(Coordinate annotation lines)

# # # #

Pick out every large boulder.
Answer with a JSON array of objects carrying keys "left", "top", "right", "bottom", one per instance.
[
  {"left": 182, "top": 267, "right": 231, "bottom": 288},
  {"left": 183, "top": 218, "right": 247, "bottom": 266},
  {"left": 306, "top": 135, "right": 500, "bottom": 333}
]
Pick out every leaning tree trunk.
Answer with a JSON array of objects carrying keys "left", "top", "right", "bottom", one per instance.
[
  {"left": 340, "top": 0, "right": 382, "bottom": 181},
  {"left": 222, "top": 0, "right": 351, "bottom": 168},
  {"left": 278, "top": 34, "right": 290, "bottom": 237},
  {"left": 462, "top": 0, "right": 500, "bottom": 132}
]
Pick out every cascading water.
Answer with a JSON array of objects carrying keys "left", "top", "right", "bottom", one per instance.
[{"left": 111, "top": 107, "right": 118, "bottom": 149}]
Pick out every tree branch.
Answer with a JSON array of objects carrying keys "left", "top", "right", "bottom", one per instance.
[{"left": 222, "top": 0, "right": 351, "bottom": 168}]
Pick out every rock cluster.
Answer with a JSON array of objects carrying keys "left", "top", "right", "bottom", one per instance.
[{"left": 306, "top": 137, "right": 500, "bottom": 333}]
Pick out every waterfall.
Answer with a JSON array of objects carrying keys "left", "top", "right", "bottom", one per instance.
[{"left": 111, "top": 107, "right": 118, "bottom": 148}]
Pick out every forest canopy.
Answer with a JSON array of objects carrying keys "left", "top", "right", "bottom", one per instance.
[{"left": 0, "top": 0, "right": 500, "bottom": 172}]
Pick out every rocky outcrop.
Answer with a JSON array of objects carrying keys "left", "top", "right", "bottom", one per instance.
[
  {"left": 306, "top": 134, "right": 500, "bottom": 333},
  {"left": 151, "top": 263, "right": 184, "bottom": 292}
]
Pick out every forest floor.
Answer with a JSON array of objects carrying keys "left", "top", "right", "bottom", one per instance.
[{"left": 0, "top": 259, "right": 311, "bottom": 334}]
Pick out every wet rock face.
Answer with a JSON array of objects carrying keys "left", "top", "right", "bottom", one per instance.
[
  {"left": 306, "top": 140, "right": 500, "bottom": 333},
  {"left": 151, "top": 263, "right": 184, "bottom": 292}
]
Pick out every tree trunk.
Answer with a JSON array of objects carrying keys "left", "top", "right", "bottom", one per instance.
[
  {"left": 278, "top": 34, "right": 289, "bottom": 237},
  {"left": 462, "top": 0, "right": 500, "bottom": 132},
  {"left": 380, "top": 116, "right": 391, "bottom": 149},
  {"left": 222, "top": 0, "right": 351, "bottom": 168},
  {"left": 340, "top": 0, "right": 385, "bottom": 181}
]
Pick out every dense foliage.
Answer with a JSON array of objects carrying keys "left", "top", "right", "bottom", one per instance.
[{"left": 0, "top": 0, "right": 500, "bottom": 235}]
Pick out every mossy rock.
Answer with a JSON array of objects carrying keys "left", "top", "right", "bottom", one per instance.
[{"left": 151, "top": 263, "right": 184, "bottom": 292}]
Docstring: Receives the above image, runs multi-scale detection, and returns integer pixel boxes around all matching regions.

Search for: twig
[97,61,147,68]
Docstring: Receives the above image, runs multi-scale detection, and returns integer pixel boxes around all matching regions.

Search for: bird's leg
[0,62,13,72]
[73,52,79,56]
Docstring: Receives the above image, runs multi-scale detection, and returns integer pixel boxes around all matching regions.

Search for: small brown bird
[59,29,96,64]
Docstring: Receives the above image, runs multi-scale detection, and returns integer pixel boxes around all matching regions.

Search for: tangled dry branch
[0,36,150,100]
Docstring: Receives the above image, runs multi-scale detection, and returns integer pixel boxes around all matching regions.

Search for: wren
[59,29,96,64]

# # # #

Job:
Arrange the lines from the one with "Pick out every mossy rock." through the end as a two-column CSV with the headers input and output. Each row should hold one set of lines in the first column and the answer that follows it in the second, with both fields in quotes and line breaks turned into spaces.

Final result:
input,output
"Pick out every mossy rock. Answer with a JSON array of objects carrying keys ""left"", ""top"", ""right"", ""bottom"", one per instance.","[{""left"": 151, ""top"": 263, ""right"": 184, ""bottom"": 292}]"
"Docstring: Receives the above image, runs multi-scale detection, and returns integer pixel boxes around all matching regions. Search for: twig","[97,61,147,68]"
"Docstring: Receives the above image, runs multi-scale detection, and returns integer pixel boxes around all matching regions. Search for: bird's leg","[0,62,13,72] [73,52,79,56]"
"Docstring: Receives the above image, runs multi-scale detection, and returns integer pixel boxes around all matching regions. Search for: small brown bird","[59,29,96,64]"
"Docstring: Receives the above image, runs multi-scale detection, and returns integer pixel boxes around all matching regions. Search for: tangled dry branch","[0,36,150,100]"
"Docstring: Receives the above image, runs multi-scale detection, and returns integer pixel boxes around all matching regions. Search for: wren","[59,29,96,64]"